**WRITTEN TASK:** Copy out every record below, swapping each "gray wall" for "painted wall" and changing nothing else, and leave the pictures out.

[Dataset excerpt]
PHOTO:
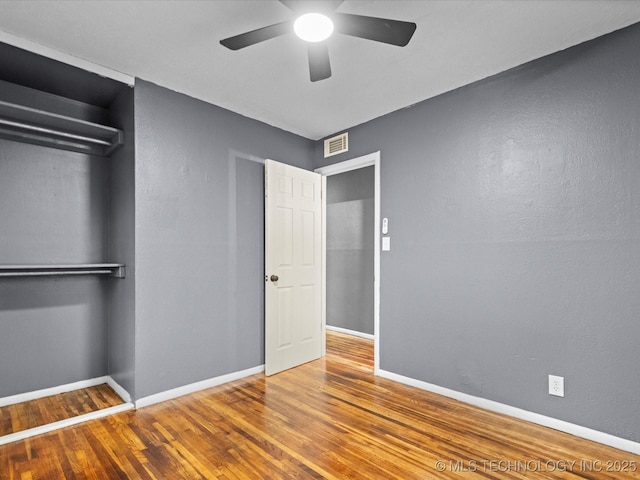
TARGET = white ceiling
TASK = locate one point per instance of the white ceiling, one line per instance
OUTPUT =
(175, 44)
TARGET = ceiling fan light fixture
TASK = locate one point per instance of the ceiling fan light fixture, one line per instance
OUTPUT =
(313, 27)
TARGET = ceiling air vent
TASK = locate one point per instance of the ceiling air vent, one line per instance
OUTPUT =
(336, 145)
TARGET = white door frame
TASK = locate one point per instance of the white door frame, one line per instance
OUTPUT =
(372, 159)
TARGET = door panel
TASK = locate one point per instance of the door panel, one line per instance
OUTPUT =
(292, 267)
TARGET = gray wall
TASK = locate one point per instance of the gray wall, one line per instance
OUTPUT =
(121, 247)
(53, 206)
(515, 210)
(350, 215)
(199, 210)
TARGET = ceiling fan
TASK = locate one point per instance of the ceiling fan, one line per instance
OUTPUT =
(315, 22)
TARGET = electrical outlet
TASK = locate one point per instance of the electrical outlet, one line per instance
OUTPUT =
(556, 386)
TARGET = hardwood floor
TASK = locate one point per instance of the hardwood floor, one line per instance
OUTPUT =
(22, 416)
(330, 418)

**ANSWER FOR THE TASK:**
PHOTO:
TARGET = white ceiling
TASK = locate one point per instance of the white ceiling, one line per instance
OUTPUT =
(175, 44)
TARGET = ceiling fan light fixture
TASK = locate one point per instance of the ceiling fan light fixture, one line per instance
OUTPUT =
(313, 27)
TARGET = ceiling air vent
TASK = locate one point per instance of the ceiling air vent, one line per instance
OUTPUT =
(336, 145)
TARGET = white door frame
TASK = locate one point per instance of the white door frame, one line per instance
OUTPUT =
(372, 159)
TARGET = door panel
TASK = locate one point per instance of the door panel, one line per instance
OUTPUT =
(292, 267)
TARGET = painted wall
TASK = locate one point per instance of the painted wall, one line per instance
OUTPUT =
(121, 247)
(53, 206)
(515, 210)
(350, 215)
(199, 210)
TARGET = ceiling fan
TASK = locate one point per instance of the ceiling fan, one line per instance
OUTPUT =
(315, 22)
TARGET = electrical outlet
TASK = locate one point per instance of the electrical outlet, one line per instance
OUTPUT =
(556, 386)
TARGET = hardwood floor
TASK = locate one point per instance of the hardwood floor, one line per instance
OUTPUT =
(22, 416)
(330, 418)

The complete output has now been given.